┌─ Отрывок

… Сегодня мы часто задумываемся: почему так мало (почти нет) театров, которые были бы едины и монолитны в художественном и этическом отношении?
История МХАТ на многое тут может дать ответ. Дело в том, что Станиславский и Немирович-Данченко, помимо прочих талантов, владели еще одним — талантом строить коллектив. Художественный театр как коллектив был, конечно, уникален, и стоит дать себе отчет в том, что этот коллектив держало.
Держал Художественный театр прежде всего безграничный авторитет Станиславского. Мы редко вдумываемся в то, из чего и как он, собственно, слагался. А слагался он неслыханным трудом самого Станиславского и людей, понимавших поставленные им перед собой задачи. Первым из этих людей был, конечно, Немирович-Данченко, который считал Станиславского режиссером par exellance и во все периоды совместной работы ставил себя во имя театра на второе место. Не всегда это было ему легко, но всегда интересы театра брали верх. А еще был длинный список людей, которые каждым шагом своей деятельности проводили в жизнь главную дель Станиславского — создание театра. Это требовало жертв, жертв сознательных. В спектаклях Станиславского яркая индивидуальность не терялась, но всегда подчинялась требованиям ансамбля. В таком же соподчинении нуждался созданный им коллектив.

└─
┌─ Записи данных

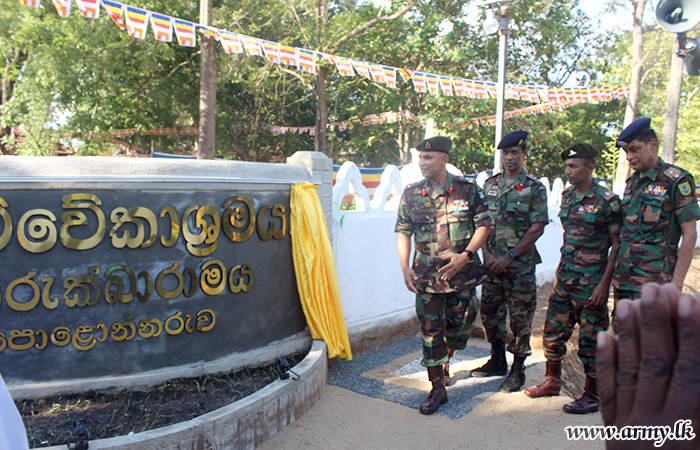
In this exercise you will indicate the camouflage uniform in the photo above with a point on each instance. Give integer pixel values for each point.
(514, 208)
(654, 205)
(588, 224)
(443, 223)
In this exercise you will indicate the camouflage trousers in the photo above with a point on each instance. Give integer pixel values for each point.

└─

Выведите полностью, без единого изменения, приведенный выше отрывок об истории Художественного театра.

#### [Результат выполнения]
… Сегодня мы часто задумываемся: почему так мало (почти нет) театров, которые были бы едины и монолитны в художественном и этическом отношении?
История МХАТ на многое тут может дать ответ. Дело в том, что Станиславский и Немирович-Данченко, помимо прочих талантов, владели еще одним — талантом строить коллектив. Художественный театр как коллектив был, конечно, уникален, и стоит дать себе отчет в том, что этот коллектив держало.
Держал Художественный театр прежде всего безграничный авторитет Станиславского. Мы редко вдумываемся в то, из чего и как он, собственно, слагался. А слагался он неслыханным трудом самого Станиславского и людей, понимавших поставленные им перед собой задачи. Первым из этих людей был, конечно, Немирович-Данченко, который считал Станиславского режиссером par exellance и во все периоды совместной работы ставил себя во имя театра на второе место. Не всегда это было ему легко, но всегда интересы театра брали верх. А еще был длинный список людей, которые каждым шагом своей деятельности проводили в жизнь главную дель Станиславского — создание театра. Это требовало жертв, жертв сознательных. В спектаклях Станиславского яркая индивидуальность не терялась, но всегда подчинялась требованиям ансамбля. В таком же соподчинении нуждался созданный им коллектив.